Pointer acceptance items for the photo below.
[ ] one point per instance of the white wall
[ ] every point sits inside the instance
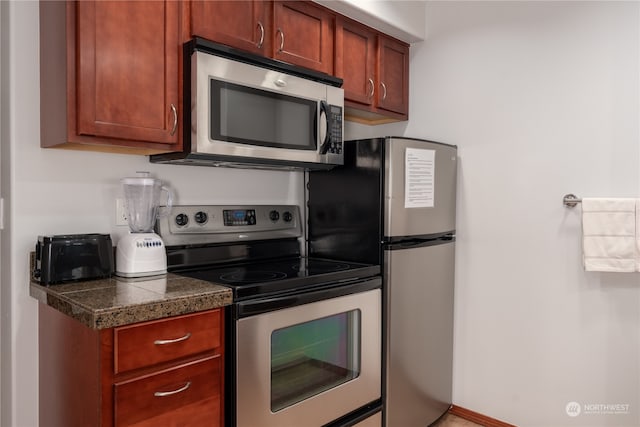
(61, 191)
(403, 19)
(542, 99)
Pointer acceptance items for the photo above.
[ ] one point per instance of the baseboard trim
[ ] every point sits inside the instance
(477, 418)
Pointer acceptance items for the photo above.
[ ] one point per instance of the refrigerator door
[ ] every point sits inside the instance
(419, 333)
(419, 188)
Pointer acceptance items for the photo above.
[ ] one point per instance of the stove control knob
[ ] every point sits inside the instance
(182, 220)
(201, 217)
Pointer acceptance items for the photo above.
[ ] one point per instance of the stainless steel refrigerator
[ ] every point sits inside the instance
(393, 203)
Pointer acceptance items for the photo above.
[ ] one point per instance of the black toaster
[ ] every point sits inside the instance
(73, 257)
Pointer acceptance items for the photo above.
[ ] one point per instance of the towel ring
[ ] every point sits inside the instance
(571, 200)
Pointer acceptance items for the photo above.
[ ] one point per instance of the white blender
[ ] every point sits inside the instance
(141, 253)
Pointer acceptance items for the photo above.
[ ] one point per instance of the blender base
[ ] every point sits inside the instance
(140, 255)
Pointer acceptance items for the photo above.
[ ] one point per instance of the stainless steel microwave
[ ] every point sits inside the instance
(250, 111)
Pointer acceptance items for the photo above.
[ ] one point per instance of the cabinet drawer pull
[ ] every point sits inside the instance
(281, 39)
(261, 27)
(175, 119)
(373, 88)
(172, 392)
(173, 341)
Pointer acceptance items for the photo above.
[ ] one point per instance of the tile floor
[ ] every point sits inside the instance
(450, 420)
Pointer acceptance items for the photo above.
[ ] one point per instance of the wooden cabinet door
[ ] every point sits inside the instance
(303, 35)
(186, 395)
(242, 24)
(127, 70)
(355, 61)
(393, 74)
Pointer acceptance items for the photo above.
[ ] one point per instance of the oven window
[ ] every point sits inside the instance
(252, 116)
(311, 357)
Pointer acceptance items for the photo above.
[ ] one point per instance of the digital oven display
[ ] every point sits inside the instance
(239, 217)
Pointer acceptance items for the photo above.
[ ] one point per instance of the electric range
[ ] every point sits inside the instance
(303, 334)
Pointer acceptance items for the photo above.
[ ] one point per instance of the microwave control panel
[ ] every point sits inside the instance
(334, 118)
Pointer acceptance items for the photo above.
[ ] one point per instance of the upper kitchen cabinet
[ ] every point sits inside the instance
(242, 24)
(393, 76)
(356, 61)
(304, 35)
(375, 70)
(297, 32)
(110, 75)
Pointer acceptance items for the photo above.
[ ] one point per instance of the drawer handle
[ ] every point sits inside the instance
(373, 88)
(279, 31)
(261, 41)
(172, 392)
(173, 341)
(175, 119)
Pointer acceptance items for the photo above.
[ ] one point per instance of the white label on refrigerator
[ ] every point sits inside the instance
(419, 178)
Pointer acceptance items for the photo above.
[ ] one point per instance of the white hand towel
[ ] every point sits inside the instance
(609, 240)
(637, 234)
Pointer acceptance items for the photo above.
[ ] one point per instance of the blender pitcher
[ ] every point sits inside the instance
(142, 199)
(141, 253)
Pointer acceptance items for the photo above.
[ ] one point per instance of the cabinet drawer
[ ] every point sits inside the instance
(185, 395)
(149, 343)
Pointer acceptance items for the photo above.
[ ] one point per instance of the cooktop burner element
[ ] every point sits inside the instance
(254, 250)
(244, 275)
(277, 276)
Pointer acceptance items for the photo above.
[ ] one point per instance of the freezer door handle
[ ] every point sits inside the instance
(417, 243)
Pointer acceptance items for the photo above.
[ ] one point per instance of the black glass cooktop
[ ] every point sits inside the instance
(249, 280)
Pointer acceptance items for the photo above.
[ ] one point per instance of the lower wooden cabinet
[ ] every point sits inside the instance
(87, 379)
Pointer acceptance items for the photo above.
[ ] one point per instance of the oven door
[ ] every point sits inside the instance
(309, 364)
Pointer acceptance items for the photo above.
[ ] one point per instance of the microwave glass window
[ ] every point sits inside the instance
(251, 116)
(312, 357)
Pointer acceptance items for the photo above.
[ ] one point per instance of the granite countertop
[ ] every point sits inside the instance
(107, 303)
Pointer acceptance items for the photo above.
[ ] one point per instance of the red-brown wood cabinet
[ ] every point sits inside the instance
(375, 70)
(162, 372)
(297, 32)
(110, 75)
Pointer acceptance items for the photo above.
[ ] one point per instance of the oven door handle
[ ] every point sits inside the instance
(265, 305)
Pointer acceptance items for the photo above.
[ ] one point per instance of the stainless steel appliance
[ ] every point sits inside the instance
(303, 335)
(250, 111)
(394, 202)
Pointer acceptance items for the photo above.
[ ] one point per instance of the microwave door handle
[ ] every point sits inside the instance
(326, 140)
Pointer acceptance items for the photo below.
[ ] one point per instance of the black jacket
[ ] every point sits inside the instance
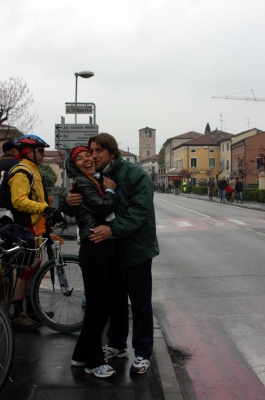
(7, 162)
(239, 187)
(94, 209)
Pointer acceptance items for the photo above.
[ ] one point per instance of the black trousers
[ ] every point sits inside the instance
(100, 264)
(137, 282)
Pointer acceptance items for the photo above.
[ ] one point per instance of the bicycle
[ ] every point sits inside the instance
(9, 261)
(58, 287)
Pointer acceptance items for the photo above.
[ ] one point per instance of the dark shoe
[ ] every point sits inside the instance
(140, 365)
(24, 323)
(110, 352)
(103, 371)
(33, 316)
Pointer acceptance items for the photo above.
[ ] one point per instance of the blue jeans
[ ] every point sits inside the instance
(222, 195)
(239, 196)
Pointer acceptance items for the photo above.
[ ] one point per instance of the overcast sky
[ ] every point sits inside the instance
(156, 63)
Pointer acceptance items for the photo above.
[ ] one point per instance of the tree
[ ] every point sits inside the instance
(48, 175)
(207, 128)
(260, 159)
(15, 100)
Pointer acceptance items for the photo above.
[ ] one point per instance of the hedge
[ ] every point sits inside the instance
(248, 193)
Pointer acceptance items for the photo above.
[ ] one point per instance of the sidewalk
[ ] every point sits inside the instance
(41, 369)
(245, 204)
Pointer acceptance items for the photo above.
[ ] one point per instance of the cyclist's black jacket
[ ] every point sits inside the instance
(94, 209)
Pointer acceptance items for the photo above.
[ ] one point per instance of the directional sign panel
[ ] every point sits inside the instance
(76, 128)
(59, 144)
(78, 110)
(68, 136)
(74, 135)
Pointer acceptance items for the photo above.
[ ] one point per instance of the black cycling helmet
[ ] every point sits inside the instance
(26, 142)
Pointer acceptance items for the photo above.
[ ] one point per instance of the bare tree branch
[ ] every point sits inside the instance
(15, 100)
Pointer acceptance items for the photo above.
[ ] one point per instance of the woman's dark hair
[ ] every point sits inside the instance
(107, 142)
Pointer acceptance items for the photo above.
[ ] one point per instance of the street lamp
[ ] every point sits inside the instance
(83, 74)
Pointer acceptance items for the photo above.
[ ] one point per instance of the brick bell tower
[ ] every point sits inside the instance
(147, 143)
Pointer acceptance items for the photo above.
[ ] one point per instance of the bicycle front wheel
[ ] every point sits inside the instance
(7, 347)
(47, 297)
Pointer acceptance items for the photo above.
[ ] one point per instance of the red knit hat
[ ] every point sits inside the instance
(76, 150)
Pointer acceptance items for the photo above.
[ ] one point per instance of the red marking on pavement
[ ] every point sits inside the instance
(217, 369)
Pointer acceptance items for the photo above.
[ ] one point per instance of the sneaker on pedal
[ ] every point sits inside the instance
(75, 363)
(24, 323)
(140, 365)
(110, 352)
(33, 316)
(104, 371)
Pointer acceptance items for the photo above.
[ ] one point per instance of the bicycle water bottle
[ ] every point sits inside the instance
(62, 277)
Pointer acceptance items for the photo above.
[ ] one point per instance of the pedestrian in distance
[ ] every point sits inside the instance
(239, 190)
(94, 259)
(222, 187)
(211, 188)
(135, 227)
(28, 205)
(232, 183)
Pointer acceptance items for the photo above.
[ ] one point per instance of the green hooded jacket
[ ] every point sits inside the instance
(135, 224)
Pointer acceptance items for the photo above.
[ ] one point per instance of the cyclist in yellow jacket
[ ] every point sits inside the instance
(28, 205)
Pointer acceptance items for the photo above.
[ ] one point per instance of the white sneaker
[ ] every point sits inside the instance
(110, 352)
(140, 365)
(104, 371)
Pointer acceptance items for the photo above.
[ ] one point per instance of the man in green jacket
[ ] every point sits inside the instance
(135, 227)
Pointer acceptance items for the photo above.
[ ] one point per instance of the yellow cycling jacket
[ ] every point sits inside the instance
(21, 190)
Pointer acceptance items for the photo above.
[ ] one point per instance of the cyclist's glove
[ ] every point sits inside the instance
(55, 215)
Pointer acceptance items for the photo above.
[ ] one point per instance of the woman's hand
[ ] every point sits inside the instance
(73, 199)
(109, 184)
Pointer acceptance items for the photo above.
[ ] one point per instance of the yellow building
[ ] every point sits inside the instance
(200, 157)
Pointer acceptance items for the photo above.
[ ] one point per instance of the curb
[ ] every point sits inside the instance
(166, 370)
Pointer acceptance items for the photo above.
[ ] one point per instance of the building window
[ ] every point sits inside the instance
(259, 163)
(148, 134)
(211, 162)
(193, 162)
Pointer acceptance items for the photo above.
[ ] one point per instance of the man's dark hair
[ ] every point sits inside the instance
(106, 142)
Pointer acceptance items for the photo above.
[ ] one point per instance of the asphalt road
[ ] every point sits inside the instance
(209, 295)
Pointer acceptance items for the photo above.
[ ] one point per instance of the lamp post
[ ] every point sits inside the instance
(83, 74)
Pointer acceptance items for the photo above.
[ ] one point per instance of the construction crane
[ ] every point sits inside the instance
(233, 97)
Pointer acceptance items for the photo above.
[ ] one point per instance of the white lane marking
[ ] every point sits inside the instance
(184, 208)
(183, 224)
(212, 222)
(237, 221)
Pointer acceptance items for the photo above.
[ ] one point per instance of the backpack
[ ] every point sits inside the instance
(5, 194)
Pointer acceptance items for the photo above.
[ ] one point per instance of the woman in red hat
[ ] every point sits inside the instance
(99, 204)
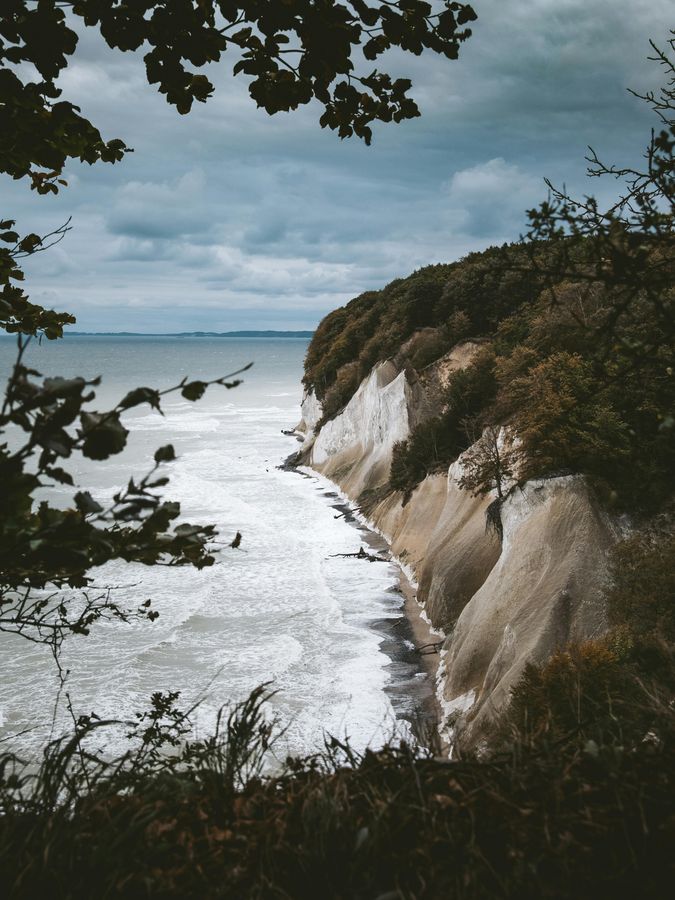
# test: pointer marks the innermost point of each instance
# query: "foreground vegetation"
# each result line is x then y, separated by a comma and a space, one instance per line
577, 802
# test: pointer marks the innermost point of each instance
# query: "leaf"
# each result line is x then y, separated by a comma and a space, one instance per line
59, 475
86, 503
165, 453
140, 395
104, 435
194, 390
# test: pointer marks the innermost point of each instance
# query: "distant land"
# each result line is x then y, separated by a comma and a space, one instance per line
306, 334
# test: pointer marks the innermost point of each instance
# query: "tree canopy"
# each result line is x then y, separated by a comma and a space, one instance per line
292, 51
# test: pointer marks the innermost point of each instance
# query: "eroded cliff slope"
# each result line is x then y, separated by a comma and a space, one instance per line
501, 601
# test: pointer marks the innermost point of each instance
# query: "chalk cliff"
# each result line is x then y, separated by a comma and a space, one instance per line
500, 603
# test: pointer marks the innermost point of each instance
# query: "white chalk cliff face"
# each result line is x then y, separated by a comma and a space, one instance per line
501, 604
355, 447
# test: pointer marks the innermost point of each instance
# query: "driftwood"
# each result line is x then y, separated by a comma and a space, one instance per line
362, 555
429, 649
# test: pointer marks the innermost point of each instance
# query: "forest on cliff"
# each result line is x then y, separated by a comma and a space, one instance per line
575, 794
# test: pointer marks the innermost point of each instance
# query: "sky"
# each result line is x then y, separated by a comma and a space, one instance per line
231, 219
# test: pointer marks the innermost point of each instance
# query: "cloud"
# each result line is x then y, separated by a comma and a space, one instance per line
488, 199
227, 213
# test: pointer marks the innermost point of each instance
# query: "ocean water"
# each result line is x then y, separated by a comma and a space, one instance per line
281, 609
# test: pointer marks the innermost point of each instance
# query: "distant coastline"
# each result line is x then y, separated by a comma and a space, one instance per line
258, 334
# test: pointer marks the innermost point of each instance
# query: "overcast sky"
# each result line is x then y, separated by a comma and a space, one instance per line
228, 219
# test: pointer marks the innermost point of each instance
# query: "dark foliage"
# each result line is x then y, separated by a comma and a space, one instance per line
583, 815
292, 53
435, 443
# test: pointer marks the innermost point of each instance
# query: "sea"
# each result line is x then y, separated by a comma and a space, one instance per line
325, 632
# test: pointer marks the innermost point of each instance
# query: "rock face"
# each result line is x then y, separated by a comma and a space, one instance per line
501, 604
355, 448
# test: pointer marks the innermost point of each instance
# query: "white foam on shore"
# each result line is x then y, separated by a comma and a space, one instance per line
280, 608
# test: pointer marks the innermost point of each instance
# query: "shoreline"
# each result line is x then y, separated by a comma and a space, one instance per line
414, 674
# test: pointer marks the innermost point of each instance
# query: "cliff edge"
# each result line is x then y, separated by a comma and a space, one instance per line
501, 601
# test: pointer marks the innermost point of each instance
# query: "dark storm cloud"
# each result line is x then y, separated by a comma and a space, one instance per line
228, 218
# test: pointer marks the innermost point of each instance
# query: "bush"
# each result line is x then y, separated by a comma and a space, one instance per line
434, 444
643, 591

________________________________________

Search the listing for the word "sneaker". Copy every line in which it occurs.

§ **YOUR RESPONSE**
[ ] one point per instance of the sneaker on pedal
[ ] one point per instance of the white sneaker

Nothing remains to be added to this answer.